Return an exact copy of the entries, skipping any picture you find.

### Records excerpted from a collection
───

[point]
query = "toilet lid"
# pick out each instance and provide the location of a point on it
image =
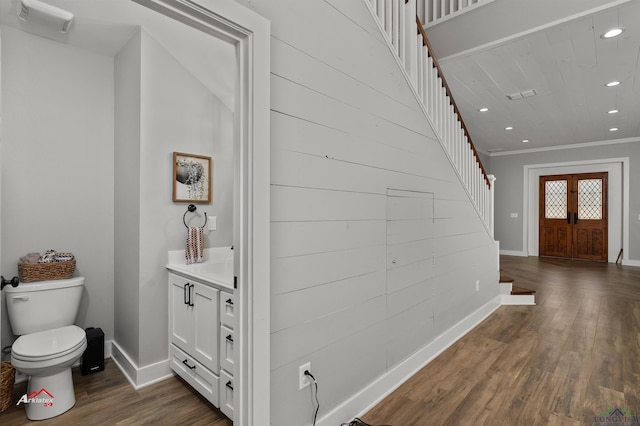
(48, 344)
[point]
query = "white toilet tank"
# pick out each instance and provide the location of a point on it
(43, 305)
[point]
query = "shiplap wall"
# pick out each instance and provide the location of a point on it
(345, 129)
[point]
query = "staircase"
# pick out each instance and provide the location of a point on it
(400, 22)
(405, 36)
(514, 295)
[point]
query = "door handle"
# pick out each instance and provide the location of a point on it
(191, 286)
(187, 364)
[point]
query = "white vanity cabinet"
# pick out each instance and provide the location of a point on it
(194, 320)
(227, 337)
(201, 335)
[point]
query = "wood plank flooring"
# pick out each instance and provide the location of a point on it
(562, 362)
(107, 398)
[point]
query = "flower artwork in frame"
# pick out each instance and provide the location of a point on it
(191, 178)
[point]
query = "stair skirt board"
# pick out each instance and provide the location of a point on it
(518, 299)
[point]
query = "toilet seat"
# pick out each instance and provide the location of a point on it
(48, 344)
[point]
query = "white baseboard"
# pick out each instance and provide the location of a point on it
(370, 396)
(140, 377)
(514, 253)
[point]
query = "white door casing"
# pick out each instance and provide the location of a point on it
(250, 34)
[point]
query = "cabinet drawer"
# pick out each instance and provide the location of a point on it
(194, 373)
(226, 394)
(227, 315)
(226, 349)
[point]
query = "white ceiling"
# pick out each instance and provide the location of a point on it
(553, 47)
(105, 26)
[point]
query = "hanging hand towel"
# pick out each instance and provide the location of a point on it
(195, 244)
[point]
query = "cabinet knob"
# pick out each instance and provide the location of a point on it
(187, 364)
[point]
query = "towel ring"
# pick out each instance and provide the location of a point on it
(190, 209)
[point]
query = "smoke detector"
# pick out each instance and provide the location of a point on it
(44, 14)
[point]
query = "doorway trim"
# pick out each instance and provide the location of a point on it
(250, 33)
(618, 169)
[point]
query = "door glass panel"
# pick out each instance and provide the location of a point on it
(555, 199)
(590, 199)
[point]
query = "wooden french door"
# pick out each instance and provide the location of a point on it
(573, 216)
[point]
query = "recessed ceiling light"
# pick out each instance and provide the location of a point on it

───

### RESPONSE TO THIS EXERCISE
[point]
query = "toilet lid"
# pick out each instance and provide the location of a point on it
image =
(48, 344)
[point]
query = "white toilet tank"
# pick out each instance and provide the location of a point on it
(43, 305)
[point]
query = "shiplap wall"
# pick out each instance and provide the location of a point on it
(345, 129)
[point]
query = "staircase"
# pick out each instance and provide the location of a point on it
(400, 22)
(405, 36)
(514, 295)
[point]
query = "door handle"
# pick out each instance and provide the location of a point on it
(191, 286)
(187, 364)
[point]
query = "white vanity cabinet"
# pick out each instance and provide the location of a point on it
(194, 320)
(227, 337)
(201, 335)
[point]
query = "wood plank flooring"
# pick out each instance and provide the location of a point on it
(562, 362)
(107, 398)
[point]
query = "flower artwork in frame"
# pick out each instance and provide the location of a point on it
(191, 178)
[point]
query = "stair skirt board"
# pick out each instance and provide the location of a point on it
(518, 299)
[point]
query = "toilet seat"
# pick out each instance and provide the location of a point on it
(48, 344)
[point]
query = "white baseboard"
# pick out each instance and provide the location of a point on it
(370, 396)
(140, 377)
(514, 253)
[point]
query = "white door casing"
# pick out each instance and provide the location of a point on it
(250, 34)
[point]
query = "cabinet drawer"
# pick out each instance and provide the location of a point on it
(194, 373)
(226, 394)
(227, 315)
(226, 349)
[point]
query = "white ceiling"
# pick out each instance and provide the location of a point on it
(553, 47)
(105, 26)
[point]
query = "hanging hand towel"
# pick out each instance and provide the location of a point on it
(195, 244)
[point]
query = "cabinet knob"
# pick out each instance and provide the location of a point on it
(187, 364)
[point]
query = "towel ring"
# pick out each instance and provide the location of a point on it
(190, 209)
[point]
query = "smoke detector"
# pick out each instance and provide the location of a point on it
(44, 14)
[point]
query = "doorway trim"
# pick out each instance and provide the location of a point on it
(250, 33)
(618, 169)
[point]
query = "door glass panel"
# pick out each instance and provide the location of a point on it
(555, 199)
(590, 199)
[point]
query = "wooden french door"
# pick out each instance and provide the location of a point on it
(573, 216)
[point]
query = "recessed ceiling light"
# pick out each instance and provide the location of a point on it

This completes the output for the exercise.